## What needs to be done
Copy the data from the start through the line that contains "[[464, 323]]", keeping every request, and add 34 to each number in the point coordinates.

***** Dataset rows

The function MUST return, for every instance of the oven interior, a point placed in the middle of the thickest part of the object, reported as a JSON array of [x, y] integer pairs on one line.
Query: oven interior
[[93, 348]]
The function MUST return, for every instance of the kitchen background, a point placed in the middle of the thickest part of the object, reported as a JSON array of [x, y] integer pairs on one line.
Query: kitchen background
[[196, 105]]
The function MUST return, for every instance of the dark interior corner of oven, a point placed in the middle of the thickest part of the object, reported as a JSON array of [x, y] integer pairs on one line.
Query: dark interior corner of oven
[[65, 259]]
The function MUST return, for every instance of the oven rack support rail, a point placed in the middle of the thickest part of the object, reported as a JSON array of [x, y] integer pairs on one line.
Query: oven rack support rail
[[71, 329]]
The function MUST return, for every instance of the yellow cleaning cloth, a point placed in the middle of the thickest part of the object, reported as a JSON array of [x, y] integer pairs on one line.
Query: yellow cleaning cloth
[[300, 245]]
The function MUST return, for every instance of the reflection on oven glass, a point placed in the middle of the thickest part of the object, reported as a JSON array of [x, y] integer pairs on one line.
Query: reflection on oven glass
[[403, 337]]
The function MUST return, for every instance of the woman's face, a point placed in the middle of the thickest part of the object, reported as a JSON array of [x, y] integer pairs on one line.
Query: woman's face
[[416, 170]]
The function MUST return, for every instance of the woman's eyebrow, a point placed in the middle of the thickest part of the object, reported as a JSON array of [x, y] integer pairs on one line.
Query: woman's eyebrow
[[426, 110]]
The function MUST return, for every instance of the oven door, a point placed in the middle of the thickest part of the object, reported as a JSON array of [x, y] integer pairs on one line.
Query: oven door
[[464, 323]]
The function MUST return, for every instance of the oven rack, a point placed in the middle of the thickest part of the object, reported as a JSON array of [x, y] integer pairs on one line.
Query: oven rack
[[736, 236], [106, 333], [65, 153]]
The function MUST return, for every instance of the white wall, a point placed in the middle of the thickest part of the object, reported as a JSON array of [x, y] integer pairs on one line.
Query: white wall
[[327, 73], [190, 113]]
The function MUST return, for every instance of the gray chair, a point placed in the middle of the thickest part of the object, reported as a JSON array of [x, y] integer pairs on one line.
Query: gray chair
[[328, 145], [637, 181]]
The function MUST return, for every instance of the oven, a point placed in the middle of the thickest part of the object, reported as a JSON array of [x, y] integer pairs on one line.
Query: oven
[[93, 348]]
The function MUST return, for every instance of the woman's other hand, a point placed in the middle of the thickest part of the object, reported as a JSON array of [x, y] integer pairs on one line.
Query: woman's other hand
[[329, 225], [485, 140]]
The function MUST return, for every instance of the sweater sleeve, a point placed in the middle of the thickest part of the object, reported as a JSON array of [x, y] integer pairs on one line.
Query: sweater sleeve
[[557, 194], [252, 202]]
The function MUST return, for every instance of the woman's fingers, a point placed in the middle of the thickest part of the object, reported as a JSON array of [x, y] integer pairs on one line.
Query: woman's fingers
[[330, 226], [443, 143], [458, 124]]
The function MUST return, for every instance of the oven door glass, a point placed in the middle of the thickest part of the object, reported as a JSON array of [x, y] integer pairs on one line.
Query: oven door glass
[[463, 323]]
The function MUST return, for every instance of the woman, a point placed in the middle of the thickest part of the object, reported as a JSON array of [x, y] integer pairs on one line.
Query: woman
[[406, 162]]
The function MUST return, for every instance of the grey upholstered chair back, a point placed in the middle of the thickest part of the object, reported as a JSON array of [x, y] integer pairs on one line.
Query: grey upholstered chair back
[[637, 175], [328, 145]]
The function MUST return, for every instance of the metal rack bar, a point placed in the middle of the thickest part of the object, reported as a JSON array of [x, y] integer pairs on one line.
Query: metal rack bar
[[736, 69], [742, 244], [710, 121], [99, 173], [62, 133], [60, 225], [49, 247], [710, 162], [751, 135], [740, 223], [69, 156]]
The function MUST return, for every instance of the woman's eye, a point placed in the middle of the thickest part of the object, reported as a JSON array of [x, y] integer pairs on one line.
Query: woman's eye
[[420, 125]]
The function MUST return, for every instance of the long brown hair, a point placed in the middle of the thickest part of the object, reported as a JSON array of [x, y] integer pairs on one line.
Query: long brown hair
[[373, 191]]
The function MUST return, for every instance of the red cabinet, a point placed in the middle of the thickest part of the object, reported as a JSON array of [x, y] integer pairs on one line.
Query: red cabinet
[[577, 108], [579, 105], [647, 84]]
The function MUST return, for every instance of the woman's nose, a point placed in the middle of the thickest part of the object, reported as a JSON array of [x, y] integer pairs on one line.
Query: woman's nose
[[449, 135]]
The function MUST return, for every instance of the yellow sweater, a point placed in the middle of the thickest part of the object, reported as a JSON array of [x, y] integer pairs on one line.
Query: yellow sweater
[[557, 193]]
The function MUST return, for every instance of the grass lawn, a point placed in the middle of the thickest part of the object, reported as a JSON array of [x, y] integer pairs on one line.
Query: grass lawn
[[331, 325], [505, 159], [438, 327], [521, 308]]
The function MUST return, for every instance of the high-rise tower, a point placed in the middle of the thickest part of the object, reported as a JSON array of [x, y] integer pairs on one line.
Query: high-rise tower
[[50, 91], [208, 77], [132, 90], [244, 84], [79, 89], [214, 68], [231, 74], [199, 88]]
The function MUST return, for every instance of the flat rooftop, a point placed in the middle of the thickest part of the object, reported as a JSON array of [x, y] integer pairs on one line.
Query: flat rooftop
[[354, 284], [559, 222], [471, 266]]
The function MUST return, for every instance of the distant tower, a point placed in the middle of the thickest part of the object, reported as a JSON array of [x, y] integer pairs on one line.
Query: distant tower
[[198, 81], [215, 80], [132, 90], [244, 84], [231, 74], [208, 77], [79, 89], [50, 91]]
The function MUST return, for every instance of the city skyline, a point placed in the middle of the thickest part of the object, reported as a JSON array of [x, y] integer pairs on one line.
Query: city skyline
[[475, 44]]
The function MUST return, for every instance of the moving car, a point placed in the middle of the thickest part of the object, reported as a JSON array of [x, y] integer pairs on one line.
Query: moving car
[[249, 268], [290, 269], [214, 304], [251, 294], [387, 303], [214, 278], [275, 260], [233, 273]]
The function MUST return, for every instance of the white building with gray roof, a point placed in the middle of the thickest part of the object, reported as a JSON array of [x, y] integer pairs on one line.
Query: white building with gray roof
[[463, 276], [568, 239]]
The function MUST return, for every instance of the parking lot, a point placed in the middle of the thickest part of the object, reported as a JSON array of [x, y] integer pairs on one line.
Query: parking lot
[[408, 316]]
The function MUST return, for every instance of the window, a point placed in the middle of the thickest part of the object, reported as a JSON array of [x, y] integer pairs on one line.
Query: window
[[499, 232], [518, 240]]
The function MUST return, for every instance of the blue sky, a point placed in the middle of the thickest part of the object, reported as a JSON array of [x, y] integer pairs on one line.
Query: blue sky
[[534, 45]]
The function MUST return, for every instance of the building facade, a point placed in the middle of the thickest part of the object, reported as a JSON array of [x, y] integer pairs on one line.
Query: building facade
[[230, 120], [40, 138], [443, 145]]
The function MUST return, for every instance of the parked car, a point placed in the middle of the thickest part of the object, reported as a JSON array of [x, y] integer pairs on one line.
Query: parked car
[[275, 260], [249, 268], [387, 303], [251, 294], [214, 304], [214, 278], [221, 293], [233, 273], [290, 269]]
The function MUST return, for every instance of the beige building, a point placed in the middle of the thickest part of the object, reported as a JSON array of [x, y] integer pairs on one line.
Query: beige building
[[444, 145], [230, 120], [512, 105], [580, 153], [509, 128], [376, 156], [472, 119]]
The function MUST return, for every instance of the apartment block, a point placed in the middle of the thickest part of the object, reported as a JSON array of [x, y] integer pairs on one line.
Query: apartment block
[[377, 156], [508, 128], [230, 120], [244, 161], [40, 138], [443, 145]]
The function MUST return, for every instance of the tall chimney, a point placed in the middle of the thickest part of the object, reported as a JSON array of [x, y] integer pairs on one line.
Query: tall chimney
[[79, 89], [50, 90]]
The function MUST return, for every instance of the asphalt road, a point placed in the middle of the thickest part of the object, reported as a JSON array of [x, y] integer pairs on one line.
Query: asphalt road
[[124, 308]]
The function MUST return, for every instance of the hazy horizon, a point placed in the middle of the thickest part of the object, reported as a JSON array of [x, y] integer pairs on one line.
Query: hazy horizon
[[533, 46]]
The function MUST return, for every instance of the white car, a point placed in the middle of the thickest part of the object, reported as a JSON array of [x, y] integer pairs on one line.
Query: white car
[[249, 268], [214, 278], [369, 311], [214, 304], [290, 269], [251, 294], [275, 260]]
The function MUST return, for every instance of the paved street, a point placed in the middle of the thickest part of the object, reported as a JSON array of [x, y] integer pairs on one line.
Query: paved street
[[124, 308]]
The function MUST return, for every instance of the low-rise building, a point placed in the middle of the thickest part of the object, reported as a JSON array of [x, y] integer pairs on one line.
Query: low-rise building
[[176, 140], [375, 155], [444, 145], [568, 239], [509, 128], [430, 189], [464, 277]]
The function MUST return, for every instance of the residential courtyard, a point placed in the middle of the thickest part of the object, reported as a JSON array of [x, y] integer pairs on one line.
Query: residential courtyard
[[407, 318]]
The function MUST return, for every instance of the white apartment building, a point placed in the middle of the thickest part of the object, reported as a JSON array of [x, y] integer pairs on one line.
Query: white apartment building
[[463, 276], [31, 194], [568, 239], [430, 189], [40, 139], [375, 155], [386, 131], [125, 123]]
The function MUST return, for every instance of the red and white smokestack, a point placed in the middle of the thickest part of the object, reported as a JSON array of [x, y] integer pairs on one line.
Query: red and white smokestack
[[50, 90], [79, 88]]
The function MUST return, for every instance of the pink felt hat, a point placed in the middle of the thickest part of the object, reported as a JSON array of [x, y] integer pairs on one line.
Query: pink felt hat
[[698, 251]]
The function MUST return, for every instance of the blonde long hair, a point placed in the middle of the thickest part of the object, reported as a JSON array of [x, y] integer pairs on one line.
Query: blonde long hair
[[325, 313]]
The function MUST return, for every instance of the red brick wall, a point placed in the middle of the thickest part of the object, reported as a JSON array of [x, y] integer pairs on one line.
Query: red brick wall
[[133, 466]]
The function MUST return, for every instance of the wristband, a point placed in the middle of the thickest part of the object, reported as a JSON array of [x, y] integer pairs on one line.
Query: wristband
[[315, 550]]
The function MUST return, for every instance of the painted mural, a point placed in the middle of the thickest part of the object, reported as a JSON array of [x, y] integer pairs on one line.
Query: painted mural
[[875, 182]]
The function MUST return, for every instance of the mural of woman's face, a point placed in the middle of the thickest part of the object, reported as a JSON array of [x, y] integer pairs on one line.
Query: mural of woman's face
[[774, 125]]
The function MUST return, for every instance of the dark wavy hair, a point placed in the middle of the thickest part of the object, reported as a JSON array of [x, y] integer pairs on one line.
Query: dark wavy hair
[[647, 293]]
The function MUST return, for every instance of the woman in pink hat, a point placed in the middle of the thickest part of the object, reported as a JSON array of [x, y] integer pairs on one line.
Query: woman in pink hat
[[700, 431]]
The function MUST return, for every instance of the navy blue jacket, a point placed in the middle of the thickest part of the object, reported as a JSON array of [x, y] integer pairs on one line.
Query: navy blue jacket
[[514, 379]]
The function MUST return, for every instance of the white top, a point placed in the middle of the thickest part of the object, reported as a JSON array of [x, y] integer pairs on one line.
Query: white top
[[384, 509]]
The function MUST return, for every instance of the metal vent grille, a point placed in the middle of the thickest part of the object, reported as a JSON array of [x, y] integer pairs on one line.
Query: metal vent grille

**********

## Full answer
The function MUST return, for every instance of the oven interior, a point placed in the middle of the thickest part of the object, reported as a JSON array of [x, y] integer pairs on one line.
Query: oven interior
[[127, 382]]
The function MUST return, for every instance of the kitchen background, a point placed in the middle of the thickest part of the object, reported as a JSON array of [x, y] integer pairs on one line.
Query: kitchen background
[[230, 139]]
The function MUST return, for every instance of the dark interior corner of oven, a point placed in the middle of the thickest part of the object, reported as a JSON array of [x, y] integer pairs on one line.
Query: dark interior corner of oven
[[99, 293]]
The function MUST return, for every instance of the oven rack support rail, a point placed in the middle of the thickest part of the object, reported as a JSON array of [x, y] integer pairs on one line.
Query: oven rack support rail
[[105, 363]]
The function MUST return, for every instance of the yellow cleaning cloth, a point placed in the middle of the thickest part of the object, reported as a JSON array of [x, y] integer pairs on one line.
Query: yellow cleaning cloth
[[334, 279]]
The function MUST return, for every instance of the reflection on oven glass, a point placed in the middle of the thickest part of the object, reported as a JSON array of [x, y] integer pairs on one line.
Query: reflection on oven glass
[[437, 371]]
The function MUST return, for every instance of the woman's face, a point placed in the middle of the thickest part of the object, reported as a JSON array of [x, y] integer pairs on one line.
Query: woman's face
[[450, 204]]
The function MUST return, for every instance of the woman's eyebrow, a point placed in the middle of the thickest part of the object, reported as a JSON array of [x, y] integer pairs on one line.
Query: woman's eyebrow
[[460, 144]]
The function MUST return, for every instance of the oven door, a point placed in the middle of the thickest part of the object, reported as a JSON array of [x, y] integer pairs on one line.
Query: oven door
[[498, 357]]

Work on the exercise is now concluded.